▶ Task list
a) In the LED bulb article, rewrite the stretch from "I am drawn to" through "an upgrade project.", substituting "lamp" for "light bulb".
b) According to the LED bulb article, in what price range are the newest LED replacement bulbs appearing in stores?

▶ Document passage
--- START ---

I am drawn to new gadgets and technologies. When I saw the first generation LED replacement bulbs advertised, I became very interested. I was ready to upgrade all my lamps to LEDs until I saw the price tag which back then was about thirty dollars each. Who wants to pay thirty dollars for a light bulb?
The technology has since been perfected and the newest LED replacements bulbs have begun appearing in stores with prices in the ten dollar range. At first glance this still seemed like a high price to pay for a light bulb! Nonetheless, I kept hearing how much more efficient and therefore how much better for the environment these are. I also heard how the wide scale use of these lights will help delay the need to build expensive new power plants. With this in mind, I decided to investigate the matter further to see if I could now justify an upgrade project.
While I am happy to consider doing what I can to protect “old mother earth” and, of course, I don't really want any new power plants being built in my area, I decided to ask a more fundamental question: does converting to LED bulbs make budget sense in 2014. Below is the result of my investigations.
Upgrading from incandescent bulbs to LEDs makes sense now!
LEDs still cost about 6 times what standard incandescent bulbs cost. While the price can be initially a little shocking, keep in mind that LEDs can be expected to last as much as 30-40 times longer than traditional bulbs. As an example, an LED used 3-4 hours daily should not need replacement until about the year 2050! This will all but eliminate the tedious chore of regularly buying and replacing bulbs, not to mention the danger of suddenly and unexpectedly being thrown into darkness as a lamp flashes and then fails!

--- END ---

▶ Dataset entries
--- START ---

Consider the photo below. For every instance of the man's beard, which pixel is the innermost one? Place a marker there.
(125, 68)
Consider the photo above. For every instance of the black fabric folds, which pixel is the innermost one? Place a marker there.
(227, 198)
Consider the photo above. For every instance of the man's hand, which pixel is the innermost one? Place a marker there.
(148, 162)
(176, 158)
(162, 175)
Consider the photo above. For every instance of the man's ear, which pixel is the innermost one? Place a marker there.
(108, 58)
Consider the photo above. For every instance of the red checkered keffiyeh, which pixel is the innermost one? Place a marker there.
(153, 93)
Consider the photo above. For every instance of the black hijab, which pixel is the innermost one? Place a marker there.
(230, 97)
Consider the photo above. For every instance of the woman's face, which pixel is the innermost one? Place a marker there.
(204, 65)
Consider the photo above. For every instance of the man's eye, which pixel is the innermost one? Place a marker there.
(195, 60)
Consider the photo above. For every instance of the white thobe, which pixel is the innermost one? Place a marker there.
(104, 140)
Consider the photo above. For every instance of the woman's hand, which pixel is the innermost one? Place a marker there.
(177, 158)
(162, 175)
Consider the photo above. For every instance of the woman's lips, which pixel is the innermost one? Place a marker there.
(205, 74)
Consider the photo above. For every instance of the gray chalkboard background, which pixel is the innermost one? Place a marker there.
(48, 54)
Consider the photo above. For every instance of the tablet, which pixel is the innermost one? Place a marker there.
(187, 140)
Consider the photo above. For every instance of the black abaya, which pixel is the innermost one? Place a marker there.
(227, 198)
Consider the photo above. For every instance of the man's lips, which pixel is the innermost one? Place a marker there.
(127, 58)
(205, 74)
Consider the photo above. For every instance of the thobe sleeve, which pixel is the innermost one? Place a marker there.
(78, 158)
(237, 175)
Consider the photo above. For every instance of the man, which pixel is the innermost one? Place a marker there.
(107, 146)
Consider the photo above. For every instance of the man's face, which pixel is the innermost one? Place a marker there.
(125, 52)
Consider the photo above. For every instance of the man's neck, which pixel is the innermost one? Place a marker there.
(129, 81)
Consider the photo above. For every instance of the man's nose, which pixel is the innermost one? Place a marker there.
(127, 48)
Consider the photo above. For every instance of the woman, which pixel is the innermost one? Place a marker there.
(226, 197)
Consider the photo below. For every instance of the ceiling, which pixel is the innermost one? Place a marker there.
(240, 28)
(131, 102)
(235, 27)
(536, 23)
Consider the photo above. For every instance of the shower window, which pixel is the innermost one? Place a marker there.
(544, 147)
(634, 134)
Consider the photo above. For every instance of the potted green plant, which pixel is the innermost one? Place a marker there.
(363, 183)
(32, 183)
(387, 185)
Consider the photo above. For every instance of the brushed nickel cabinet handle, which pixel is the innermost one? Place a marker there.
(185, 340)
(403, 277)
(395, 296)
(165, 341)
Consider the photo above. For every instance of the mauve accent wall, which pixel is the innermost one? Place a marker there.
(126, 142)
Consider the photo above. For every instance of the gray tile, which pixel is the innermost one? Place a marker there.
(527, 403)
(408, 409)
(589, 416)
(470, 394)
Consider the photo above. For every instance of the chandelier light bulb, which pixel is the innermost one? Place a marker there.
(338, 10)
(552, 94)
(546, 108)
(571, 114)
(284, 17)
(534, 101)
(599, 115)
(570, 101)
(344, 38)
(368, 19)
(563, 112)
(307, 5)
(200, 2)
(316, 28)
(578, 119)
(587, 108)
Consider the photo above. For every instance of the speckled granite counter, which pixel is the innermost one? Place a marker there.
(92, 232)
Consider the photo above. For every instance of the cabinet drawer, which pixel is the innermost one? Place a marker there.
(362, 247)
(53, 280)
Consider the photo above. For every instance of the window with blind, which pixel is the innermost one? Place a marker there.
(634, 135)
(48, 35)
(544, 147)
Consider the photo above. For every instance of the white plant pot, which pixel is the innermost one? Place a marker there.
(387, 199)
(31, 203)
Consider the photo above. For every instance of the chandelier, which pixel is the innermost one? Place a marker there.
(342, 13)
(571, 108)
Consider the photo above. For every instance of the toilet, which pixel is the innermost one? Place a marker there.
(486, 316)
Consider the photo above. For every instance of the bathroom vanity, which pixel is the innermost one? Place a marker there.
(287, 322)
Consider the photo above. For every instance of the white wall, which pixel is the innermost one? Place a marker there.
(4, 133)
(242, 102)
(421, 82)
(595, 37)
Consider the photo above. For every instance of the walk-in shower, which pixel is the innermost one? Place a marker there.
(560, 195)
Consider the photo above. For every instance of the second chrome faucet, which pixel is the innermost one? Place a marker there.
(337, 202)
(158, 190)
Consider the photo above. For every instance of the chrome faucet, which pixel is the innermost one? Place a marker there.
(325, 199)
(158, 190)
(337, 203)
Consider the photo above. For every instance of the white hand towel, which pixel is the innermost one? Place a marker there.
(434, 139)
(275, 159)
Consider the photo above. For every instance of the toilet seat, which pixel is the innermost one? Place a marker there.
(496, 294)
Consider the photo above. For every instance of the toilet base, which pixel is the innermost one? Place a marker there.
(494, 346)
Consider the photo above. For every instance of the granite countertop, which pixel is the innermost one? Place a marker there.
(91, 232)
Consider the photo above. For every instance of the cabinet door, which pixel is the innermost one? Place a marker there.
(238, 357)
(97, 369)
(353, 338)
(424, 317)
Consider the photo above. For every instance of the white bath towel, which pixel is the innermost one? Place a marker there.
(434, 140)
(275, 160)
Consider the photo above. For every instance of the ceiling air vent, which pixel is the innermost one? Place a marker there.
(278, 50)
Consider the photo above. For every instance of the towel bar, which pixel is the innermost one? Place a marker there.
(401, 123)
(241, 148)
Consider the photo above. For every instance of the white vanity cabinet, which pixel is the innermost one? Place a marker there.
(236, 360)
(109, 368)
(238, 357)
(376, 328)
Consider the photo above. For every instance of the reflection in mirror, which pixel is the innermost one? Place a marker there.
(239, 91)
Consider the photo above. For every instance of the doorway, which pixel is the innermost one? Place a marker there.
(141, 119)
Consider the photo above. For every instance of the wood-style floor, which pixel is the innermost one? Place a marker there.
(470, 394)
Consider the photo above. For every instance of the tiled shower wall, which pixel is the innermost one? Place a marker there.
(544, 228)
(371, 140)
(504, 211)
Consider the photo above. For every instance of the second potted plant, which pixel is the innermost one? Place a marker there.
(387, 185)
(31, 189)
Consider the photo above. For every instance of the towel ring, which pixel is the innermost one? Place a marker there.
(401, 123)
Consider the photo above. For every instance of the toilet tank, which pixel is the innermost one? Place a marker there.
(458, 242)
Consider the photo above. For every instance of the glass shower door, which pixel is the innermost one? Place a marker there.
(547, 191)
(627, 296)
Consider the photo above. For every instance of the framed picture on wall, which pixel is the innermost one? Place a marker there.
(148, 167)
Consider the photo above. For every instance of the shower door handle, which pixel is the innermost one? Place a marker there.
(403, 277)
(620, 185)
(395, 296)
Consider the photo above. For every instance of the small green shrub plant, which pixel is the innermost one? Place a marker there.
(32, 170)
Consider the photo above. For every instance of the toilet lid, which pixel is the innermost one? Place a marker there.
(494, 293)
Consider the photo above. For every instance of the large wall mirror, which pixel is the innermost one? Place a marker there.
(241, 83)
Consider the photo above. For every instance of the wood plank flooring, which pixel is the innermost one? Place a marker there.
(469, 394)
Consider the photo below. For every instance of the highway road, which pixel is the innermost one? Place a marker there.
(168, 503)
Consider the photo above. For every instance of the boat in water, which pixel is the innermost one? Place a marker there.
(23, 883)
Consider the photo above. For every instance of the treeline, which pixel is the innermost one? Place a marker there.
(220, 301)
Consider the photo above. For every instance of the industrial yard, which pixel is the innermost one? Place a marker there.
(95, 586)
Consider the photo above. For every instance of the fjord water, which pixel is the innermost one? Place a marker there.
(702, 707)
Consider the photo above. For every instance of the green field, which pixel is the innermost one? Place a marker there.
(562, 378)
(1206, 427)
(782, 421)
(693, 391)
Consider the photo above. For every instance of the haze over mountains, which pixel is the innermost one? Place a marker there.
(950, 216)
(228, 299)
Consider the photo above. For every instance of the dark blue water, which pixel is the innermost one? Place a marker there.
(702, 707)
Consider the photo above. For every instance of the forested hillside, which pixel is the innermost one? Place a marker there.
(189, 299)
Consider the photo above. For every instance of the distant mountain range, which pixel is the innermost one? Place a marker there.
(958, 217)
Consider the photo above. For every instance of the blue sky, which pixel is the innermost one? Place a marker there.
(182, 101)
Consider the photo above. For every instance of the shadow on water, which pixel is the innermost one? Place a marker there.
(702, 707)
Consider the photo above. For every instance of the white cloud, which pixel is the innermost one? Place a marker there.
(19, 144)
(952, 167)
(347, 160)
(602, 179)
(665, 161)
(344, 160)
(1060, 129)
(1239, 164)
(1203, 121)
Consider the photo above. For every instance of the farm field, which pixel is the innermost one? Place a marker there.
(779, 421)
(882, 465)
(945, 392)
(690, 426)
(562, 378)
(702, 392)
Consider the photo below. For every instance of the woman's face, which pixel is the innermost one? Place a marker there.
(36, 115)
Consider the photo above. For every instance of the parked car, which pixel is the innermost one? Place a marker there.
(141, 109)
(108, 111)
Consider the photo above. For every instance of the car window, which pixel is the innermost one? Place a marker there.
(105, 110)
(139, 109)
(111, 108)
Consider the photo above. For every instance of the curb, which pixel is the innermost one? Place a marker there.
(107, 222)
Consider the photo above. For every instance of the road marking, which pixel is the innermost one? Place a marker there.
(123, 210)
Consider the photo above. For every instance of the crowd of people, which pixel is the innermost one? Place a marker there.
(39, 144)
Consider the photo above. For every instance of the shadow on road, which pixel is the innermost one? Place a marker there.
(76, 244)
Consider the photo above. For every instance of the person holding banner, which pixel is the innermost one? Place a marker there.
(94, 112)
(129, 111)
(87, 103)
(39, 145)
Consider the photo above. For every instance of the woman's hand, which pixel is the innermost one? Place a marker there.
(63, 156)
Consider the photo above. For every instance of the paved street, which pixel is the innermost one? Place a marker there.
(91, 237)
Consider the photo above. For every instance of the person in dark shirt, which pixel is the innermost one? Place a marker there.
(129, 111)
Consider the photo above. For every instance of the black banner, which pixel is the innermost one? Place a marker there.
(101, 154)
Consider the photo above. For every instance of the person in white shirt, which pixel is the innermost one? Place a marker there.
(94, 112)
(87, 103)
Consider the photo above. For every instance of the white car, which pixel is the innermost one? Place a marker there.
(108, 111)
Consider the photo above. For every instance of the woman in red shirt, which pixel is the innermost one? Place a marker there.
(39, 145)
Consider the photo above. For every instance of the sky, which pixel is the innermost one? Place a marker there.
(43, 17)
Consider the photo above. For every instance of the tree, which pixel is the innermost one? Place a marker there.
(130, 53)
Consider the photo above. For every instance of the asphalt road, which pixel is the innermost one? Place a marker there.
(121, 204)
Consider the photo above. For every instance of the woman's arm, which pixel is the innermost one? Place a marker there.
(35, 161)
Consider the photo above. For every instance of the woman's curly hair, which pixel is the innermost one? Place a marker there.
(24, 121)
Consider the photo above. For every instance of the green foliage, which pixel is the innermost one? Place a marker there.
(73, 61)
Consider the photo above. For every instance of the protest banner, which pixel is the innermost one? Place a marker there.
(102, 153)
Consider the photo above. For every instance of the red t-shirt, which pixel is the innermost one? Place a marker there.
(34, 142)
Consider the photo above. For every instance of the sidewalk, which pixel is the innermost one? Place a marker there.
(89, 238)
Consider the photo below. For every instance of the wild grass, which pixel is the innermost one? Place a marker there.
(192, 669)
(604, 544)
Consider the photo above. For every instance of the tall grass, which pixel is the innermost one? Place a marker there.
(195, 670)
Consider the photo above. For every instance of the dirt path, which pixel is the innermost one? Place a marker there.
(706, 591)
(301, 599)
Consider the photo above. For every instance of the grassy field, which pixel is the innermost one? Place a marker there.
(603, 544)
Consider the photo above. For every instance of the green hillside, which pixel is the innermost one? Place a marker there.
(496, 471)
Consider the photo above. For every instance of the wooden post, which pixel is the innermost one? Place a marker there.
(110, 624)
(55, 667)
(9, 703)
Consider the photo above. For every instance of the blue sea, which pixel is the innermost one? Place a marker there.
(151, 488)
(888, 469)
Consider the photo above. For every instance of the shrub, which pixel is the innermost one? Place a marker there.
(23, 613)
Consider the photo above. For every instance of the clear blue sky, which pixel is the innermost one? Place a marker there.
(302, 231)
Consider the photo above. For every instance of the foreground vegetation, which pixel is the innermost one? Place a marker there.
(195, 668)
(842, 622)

--- END ---

▶ Solutions for each task
a)
I am drawn to new gadgets and technologies. When I saw the first generation LED replacement bulbs advertised, I became very interested. I was ready to upgrade all my lamps to LEDs until I saw the price tag which back then was about thirty dollars each. Who wants to pay thirty dollars for a lamp?
The technology has since been perfected and the newest LED replacements bulbs have begun appearing in stores with prices in the ten dollar range. At first glance this still seemed like a high price to pay for a lamp! Nonetheless, I kept hearing how much more efficient and therefore how much better for the environment these are. I also heard how the wide scale use of these lights will help delay the need to build expensive new power plants. With this in mind, I decided to investigate the matter further to see if I could now justify an upgrade project.

b) In the ten dollar range.